• **Sección del documento**

▽

La mexicana, autora de la célebre obra La noche de Tlatelolco (1971), pone su nombre al lado de otros ilustres compatriotas como Octavio Paz, Carlos Fuentes, José Emilio Pacheco y Sergio Pitol. Lo hace rodeada de su familia, los gatos, el perro, los libros y un cojín con la caricatura de Andrés Manuel López Obrador, el candidato de izquierdas a las elecciones generales del año pasado que le ofreció formar parte de su gabinete en caso de que llegase a presidente. Eso no llegó a ocurrir pero ella tampoco hubiese dado el paso.
Llegados hasta este punto, tocaba el momento de reflexionar sobre el éxito.
-Es algo en lo que no hay que creer. Hay que creer en la vocación, el amor en lo que haces. Hay que amar el oficio. Me acuerdo que en la tele mexicana había un payaso mexicano que se llamaba Cepillín que todo el mundo lo veía mucho. Un día, pum, desapareció.
-Pero su éxito no es para nada efímero…
-El mío no porque yo estoy a punto de ser efímera. Yo ya tengo 81 años. El año que entra tengo 82. Ocho años para 90. Soy un pollito.
La memoria de la escritora se alimenta de las anécdotas que vivió al lado de algunos de los personajes más importantes que vivieron durante el siglo pasado en México: “Buñuel si se enterara diría: ‘ay, la muchacha de la leña se sacó un premio’. Hacía muchísimo frío en su casa y tenía una chimenea. Yo siempre le llevaba leña que compraba en la calle. Ya no venden leña en la calle”. En este rato la tranquila callecita empedrada con aire provinciano en la que vive se ha llenado de periodistas.
La también ensayista sufre por los reporteros que esperan en la puerta. “¡Ay, pobrecita!”, exclama cuando ve, por la ventana, a una con los brazos cruzados y nerviosa. Ella, al fin y al cabo, insiste en que es ante todo periodista. “Los que más contentos se pueden poner por este premio son los periodistas. Yo hago lo mismo que tú pero no tengo un aparato tan maravilloso (teléfono inteligente), tengo un aparato del año de la canica y hago entrevistas. A los periodistas se les trata feo, se les hace esperar. Pon todo eso”, sigue.
El último rey de Polonia se llamó Estanislao II Poniatowski. Hija de un príncipe polaco, se trata casi un pariente para ella. “¡Qué bueno que las aristócratas sí hagamos algo! Lo único que hacen ellos es rascarse la panza. Yo por los menos traté de rascarme el coco”. Lo que es seguro es que en todos estos años no dejó de preguntar. De respuestas ha llenado un relato que bien merecido se lleva un Cervantes.

Nota de El País. España- Juan Cruz

Sonríe siempre Elena Poniatowska. “Porque tengo hacia los demás una actitud de bienvenida”.

△

• **Material proporcionado**
▽

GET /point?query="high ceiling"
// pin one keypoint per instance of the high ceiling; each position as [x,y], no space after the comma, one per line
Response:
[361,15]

△

• **Requisitos del ejercicio**
A. Según la nota sobre Elena Poniatowska, ¿cuántos años tiene la escritora?
B. Devuelve sin cambios el fragmento de la nota sobre Elena Poniatowska que comienza en "El último rey" y termina en "lleva un Cervantes.".
C. Continúa la nota sobre Elena Poniatowska a partir de su última oración.
El listado no tiene ningún papel en lo que aquí se pide.

• **Resultados por tarea**
A. Tiene 81 años.

B.
El último rey de Polonia se llamó Estanislao II Poniatowski. Hija de un príncipe polaco, se trata casi un pariente para ella. “¡Qué bueno que las aristócratas sí hagamos algo! Lo único que hacen ellos es rascarse la panza. Yo por los menos traté de rascarme el coco”. Lo que es seguro es que en todos estos años no dejó de preguntar. De respuestas ha llenado un relato que bien merecido se lleva un Cervantes.

C.
Aquí está, “con las perlas de mi mamá”, coronada con el premio mayor de las letras, el Cervantes, repartiendo el parabién de su presencia con la delicadeza de un pajarillo montaraz; detrás de esta presencia benévola hay una periodista cuyo coraje han conocido los mandamases mexicanos, desde aquel presidente Díaz Ordaz (a quien ella bautizó como “la araña”) investido por la historia como el criminal de Tlatelolco, la matanza de estudiantes ocurrida en 1968 en la plaza de ese nombre.
Con esa apariencia de dama noble de una monarquía (descendiente de un rey polaco, ella podría haber sido princesa), desafió a los sucesivos presidentes, se hizo uno de los voceros (con Saramago, con Monsiváis, con Vázquez Montalbán) del Subcomandante Marcos, visitó cárceles para animar a los presos y le ha preguntado a todo dios con una audaz insolencia. “Mi sonrisa los desarma, debe de ser”.
Esa sonrisa es un emblema que se eleva a su rostro cuando se le habla de su niñez en París, donde nació. “Hay gente a la que le ves sus ojos de niña durante mucho tiempo; a otros no se les ve, no puedes adivinar cómo fueron de niños… En mi caso es lo primero que se ve, y se ve mucho más porque toda la vida estoy sonriendo”.
–También tendrá momentos bajos.
–Claro. Porque este es un país difícil en el que ocurren muchas cosas terroríficas que te marcan, entristecen y te quitan el sueño.
Leo pocas novelas, porque ahí esta la realidad diciendo cosas horribles.
La sonrisa bajo un cielo oscuro. Matanzas, asesinatos, Tlatelolco, Colosio, Juárez, el narco. Esa es la novela triste de México. Devastación e injusticia en un país tan alegre. El cielo azul, la canción y su tristeza.
Lo ha contado en sus crónicas, como Carlos Monsiváis, su amado amigo ya fallecido, no se ha callado; sus mandobles son hachazos radicales. “Es la sombra de México. Yo vivo al lado de un parque que se llama La Bombilla y no sé la cantidad de indigentes que duermen ahí a pesar del frío y de la lluvia. Tienen un cartón, se envuelven en una cobija y duermen al pie del monumento a Obregón, el de la famosa revolución que a ellos no les hizo justicia”.
Eso ocurre también en Europa. “Sí, lo sé; hay pobreza bajo los puentes de París, y en el metro se ven cosas terribles, pero es la pobreza de lo que en Francia llaman la decadencia. Pero aquí es la pobreza de los que nunca tuvieron la más mínima oportunidad”. ¿Y qué pasa para que se vaya a la Luna o se crea esa atosigante retícula que es Internet y, sin embargo, no llegue el final del hambre?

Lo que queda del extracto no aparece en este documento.